Domingo, 28 de marzo de 2010 | Hoy
VALE DECIR
Cerca de la mítica ciudad de Hollywood, en una colina, están esas gigantescas, icónicas letras blancas, omnipresentes en toda escena de cine que suceda por ahí.
En un principio decía “Hollywoodland”: fue en 1923, para hacerle propaganda a un nuevo desarrollo urbano, y las letras estaban decoradas con algo así como 4 mil lamparitas. El cartel no iba a durar más de un año y medio, pero se convirtió en un símbolo internacional, así que lo dejaron.
A principios de la década del ’40, el señor Albert Kothe, cuidador del monumento, estaba manejando borracho y estrelló su Ford Model A contra la letra H, destruyendo a ambos. El sobrevivió al accidente.
En 1949, la Cámara de Comercio reconstruyó el cartel y sacó las últimas cuatro letras. Sin embargo, nadie pagaba por el mantenimiento, así que se fue deteriorando con los años.
En 1978 hubo una campaña iniciada por el músico Alice Cooper: nueve donantes, uno por cada letra, pagaron casi 30 mil dólares para restaurar el nombre de la ciudad sobre la colina. Entre ellos, además del propio Cooper, estaban Hugh Hefner, Andy Williams y la Warner Brothers.
Ahora el terreno donde están las letras fue comprado por una compañía de Chicago que quiere tirarlas abajo y construir mansiones de lujo. Una organización está realizando una campaña para salvar el enorme cartel. Estos inversores querían cobrar 22 millones de dólares, pero aceptan venderle el terreno a esta gente si juntan 12 millones y medio antes del 14 de abril.
Quedan tres semanas y ya se juntaron 9 millones y medio, gracias a las compañías cinematográficas y a particulares como Spielberg y Tom Hanks, amantes de las letras gigantes y con bolsillos igualmente enormes. Faltan apenas 3 millones; apenas 3 millones que en cualquier otro lugar del mundo servirían para tantas cosas, y que en la meca del cine servirán para rescatar nueve letras blancas, en una ciudad tan olvidadiza que todos necesitan levantar la cabeza y leer el nombre en la colina para acordarse de dónde están.

● **Datos sin procesar**:

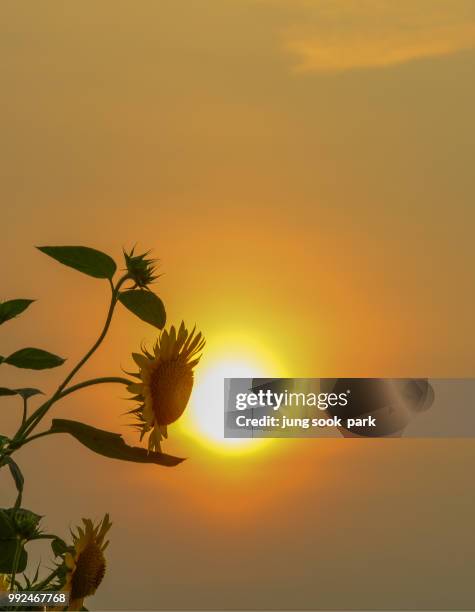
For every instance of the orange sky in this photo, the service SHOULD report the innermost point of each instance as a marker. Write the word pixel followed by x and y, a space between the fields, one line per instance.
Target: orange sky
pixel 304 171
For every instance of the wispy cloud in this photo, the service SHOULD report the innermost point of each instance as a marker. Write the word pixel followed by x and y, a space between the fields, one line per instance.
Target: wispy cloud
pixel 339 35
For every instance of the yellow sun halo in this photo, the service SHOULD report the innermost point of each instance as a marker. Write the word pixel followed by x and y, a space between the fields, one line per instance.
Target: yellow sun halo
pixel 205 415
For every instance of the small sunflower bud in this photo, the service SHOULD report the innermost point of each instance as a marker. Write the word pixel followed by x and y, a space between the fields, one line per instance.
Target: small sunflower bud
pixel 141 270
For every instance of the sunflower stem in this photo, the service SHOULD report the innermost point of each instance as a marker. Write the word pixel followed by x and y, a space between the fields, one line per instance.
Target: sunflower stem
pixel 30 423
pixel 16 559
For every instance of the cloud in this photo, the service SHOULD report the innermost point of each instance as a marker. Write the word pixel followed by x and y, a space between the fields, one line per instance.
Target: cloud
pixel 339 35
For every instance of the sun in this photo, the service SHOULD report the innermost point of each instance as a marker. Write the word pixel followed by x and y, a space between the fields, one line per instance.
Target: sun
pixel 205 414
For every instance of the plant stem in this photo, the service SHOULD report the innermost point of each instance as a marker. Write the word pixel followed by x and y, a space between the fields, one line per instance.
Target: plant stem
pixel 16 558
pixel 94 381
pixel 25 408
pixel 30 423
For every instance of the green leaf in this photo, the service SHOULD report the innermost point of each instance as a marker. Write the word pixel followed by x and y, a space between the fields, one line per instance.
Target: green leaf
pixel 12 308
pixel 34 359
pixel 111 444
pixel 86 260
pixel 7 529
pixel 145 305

● **Ejercicios propuestos**:
A: Responde, según el texto sobre el cartel de Hollywood:
(i) ¿Qué palabra decía originalmente el cartel en 1923?
(ii) ¿Qué entidad reconstruyó el cartel en 1949?
(iii) ¿Qué suma debe reunirse antes del 14 de abril para comprar el terreno?
B: Convierte en lista el párrafo del texto sobre el cartel de Hollywood que empieza con «En 1978 hubo una campaña», sin perder sus datos principales.

● **Resultados del ejercicio**:
A:
(i) «Hollywoodland».
(ii) La Cámara de Comercio.
(iii) 12 millones y medio de dólares.

B:
- Año: 1978.
- Impulsor de la campaña: el músico Alice Cooper.
- Donantes: nueve, uno por cada letra.
- Monto: casi 30 mil dólares para restaurar el nombre de la ciudad sobre la colina.
- Donantes mencionados: Alice Cooper, Hugh Hefner, Andy Williams y la Warner Brothers.